Data extracted from a collection:
- - -

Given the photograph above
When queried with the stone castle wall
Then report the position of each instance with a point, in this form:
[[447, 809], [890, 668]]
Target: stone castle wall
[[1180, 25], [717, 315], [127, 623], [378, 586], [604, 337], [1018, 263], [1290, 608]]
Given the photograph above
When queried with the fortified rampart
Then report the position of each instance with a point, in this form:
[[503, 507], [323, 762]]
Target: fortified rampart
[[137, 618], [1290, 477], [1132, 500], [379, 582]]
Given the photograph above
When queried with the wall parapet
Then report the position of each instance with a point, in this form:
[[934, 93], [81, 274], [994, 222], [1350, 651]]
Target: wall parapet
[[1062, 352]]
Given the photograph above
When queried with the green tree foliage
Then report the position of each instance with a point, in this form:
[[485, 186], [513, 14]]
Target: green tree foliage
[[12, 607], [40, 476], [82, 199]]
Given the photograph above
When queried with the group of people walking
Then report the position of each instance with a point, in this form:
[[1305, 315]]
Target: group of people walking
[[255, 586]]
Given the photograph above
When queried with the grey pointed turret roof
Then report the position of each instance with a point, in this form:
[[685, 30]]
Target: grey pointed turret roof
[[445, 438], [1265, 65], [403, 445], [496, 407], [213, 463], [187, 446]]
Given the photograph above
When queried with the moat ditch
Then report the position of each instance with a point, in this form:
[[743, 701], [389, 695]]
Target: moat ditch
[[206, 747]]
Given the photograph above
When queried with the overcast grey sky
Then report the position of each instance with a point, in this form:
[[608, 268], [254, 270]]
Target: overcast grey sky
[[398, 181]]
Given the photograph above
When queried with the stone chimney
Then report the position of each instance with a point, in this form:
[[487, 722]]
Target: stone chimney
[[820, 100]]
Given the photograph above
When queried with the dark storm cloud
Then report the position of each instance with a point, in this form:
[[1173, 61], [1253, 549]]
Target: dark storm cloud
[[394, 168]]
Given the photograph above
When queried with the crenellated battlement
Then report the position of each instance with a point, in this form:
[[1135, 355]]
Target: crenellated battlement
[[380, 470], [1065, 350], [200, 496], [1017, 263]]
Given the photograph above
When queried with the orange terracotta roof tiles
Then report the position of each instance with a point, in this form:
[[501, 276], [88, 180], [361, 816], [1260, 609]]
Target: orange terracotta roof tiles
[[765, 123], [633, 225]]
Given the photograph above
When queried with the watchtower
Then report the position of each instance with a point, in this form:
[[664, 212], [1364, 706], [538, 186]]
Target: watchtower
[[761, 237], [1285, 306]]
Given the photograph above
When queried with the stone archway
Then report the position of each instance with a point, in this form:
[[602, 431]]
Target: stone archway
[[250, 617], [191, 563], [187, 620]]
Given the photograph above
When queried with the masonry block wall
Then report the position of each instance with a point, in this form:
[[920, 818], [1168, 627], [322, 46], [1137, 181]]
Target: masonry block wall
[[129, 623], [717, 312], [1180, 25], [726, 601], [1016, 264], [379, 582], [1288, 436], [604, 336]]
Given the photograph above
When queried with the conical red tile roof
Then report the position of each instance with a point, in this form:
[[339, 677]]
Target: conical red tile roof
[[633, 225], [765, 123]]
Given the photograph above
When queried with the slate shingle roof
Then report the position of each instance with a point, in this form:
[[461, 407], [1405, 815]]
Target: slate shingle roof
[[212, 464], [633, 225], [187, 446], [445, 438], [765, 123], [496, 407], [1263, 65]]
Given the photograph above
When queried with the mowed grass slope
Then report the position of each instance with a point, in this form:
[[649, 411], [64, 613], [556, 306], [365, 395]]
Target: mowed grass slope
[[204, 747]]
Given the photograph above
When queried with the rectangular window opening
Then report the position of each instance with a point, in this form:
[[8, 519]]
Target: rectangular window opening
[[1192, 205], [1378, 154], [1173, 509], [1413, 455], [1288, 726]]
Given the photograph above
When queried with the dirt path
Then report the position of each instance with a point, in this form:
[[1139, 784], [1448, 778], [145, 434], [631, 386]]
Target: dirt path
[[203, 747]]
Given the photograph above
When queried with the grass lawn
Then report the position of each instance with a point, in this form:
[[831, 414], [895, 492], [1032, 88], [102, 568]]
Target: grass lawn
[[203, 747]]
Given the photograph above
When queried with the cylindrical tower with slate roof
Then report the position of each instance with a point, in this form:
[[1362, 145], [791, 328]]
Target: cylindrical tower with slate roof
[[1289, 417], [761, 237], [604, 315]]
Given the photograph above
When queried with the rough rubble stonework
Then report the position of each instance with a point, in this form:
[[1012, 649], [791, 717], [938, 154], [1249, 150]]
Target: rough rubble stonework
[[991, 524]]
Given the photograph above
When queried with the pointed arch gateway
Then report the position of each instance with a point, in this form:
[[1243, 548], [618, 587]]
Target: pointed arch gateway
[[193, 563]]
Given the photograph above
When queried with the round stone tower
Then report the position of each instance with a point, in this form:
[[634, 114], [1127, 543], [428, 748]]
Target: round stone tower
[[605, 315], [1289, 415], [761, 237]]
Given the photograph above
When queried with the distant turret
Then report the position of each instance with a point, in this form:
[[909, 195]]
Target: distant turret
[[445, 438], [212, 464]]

- - -

ACTIVITY ▸ The answer is the full set of records, printed exactly as given.

RESULT BELOW ▸
Given the photograph above
When queried with the stone castle wall
Then report the position of each instance with a point, in this form:
[[447, 809], [890, 668]]
Target: stone castle wall
[[1180, 25], [717, 315], [127, 623], [378, 586], [604, 337], [1018, 263], [1290, 608]]
Given the photograph above
When queried with the fortified rampart
Then report the position of each instance with a point, in this form:
[[503, 507], [323, 762]]
Target: fortified rampart
[[137, 618], [1290, 477], [1132, 500], [379, 582]]
Given the photograph above
When queried with the wall parapet
Then report the position of each instance with a point, in this form:
[[934, 93], [81, 274], [994, 222], [1350, 651]]
Target: wall parapet
[[1062, 352]]
Given the photograph above
When queried with the green tree foliage
Then report the position of each instance with a point, in this form:
[[485, 186], [513, 14]]
Target: green tree foliage
[[12, 607], [40, 476], [82, 199]]
Given the photograph above
When queried with the group of people walking
Then report the position of each instance with a point, in this form:
[[1305, 315]]
Target: group of people walking
[[255, 586]]
Given the photograph above
When queried with the grey pointed turret roof
Then report the position of each instance with a point, in this form:
[[685, 30]]
Target: grey pointed turret roof
[[445, 438], [1265, 65], [403, 445], [496, 407], [213, 463], [187, 446]]
Given the photograph above
When queried with the moat ditch
Then report the position of each instance with a point, in this form:
[[743, 701], [389, 695]]
Target: moat ditch
[[206, 747]]
Given the photograph above
When queried with the overcast grey sky
Then report the position of each instance with a point, in this form:
[[608, 268], [254, 270]]
Target: overcast grey sky
[[398, 181]]
Given the photograph above
When queried with the stone chimney
Then report the position of each instance with a point, in this form:
[[487, 722]]
Target: stone chimney
[[820, 100]]
Given the photograph above
When queried with the dark storm cloud
Then report the position of each instance with a point, in this form:
[[1173, 61], [1253, 549]]
Target: dark storm cloud
[[394, 168]]
Given the photograph above
When queried with the crenellated battlement
Then report the position of each instance with a point, in this form:
[[1135, 355]]
Target: crenellated battlement
[[380, 470], [1065, 350], [200, 496], [1017, 263]]
Given the photograph above
When queried with the orange terracotta roof tiles
Then report the position of each instance with a point, in this form:
[[501, 276], [88, 180], [361, 816], [1260, 609]]
Target: orange terracotta roof tiles
[[765, 123], [633, 225]]
Given the photograph above
When queried with the watchtower
Then report the position of each instance with a point, in this form:
[[664, 212], [1364, 706], [538, 186]]
Target: watchtower
[[761, 237], [1285, 306]]
Given the photograph above
When queried with the stone archway
Then report the position of each instance with a point, in this form:
[[602, 431]]
Target: stone archway
[[250, 617], [191, 563], [187, 620]]
Given the photograph above
When queried with the masonry block wall
Then report the position of each instance with a point, in this form:
[[920, 818], [1168, 627], [322, 46], [1137, 181]]
Target: masonry block wall
[[129, 623], [717, 312], [1180, 25], [726, 601], [1016, 264], [379, 582], [1288, 436], [604, 336]]
Given the photograph above
When queried with the conical red tile roof
Then report the position of each instance with a point, in this form:
[[339, 677]]
Target: conical red tile roof
[[633, 225], [765, 123]]
Given the photograph above
When queried with the slate shingle roof
Then report the position of each instance with a point, in this form:
[[461, 407], [1405, 815]]
Target: slate shingle roof
[[212, 464], [633, 225], [187, 446], [445, 438], [765, 123], [496, 407], [1263, 65]]
Given the photograph above
When queried with the mowed grass slope
Then report the position of each instance with a point, in this form:
[[649, 411], [64, 613], [556, 306], [365, 395]]
Target: mowed grass slope
[[204, 747]]
Given the photograph above
When queried with the rectangular window opening
Then report the position of each instance with a point, in this form:
[[8, 519]]
Target: rectangular window opening
[[1192, 205], [1378, 154], [1173, 509], [1413, 455], [1288, 726]]
Given the photograph above
When queried with the dirt path
Then report the position of each instance with a point, in this form:
[[1139, 784], [1448, 778], [145, 434], [631, 386]]
Target: dirt path
[[203, 747]]
Given the photograph above
When queried with the grass lawn
Then report the position of each instance with a point, in this form:
[[831, 414], [895, 492], [1032, 88], [102, 568]]
Target: grass lawn
[[203, 747]]
Given the photograph above
When queried with the cylindrical tower with slate roof
Then report the position of each instance with a point, in this form:
[[1362, 145], [791, 328]]
Target: cylindrical tower with slate roof
[[1289, 417], [761, 237], [604, 315]]
Given the photograph above
When queried with the rough rubble stonework
Then report the position of each instance with a point, in this form:
[[1012, 649], [791, 717], [938, 154], [1249, 150]]
Target: rough rubble stonework
[[991, 524]]
Given the photograph above
When queried with the pointed arch gateway
Then report the position of each instance with a point, in this form:
[[1243, 548], [618, 587]]
Target: pointed arch gateway
[[193, 563]]
Given the photograph above
When queried with the round stone tower
Then report the position of each instance with a point, in this form:
[[634, 114], [1127, 543], [428, 748]]
Target: round stone tower
[[605, 315], [1289, 415], [761, 237]]
Given the photograph above
When queried with the distant turret
Then report the position of each instance with a point, in this form:
[[909, 195]]
Target: distant turret
[[445, 438], [212, 464]]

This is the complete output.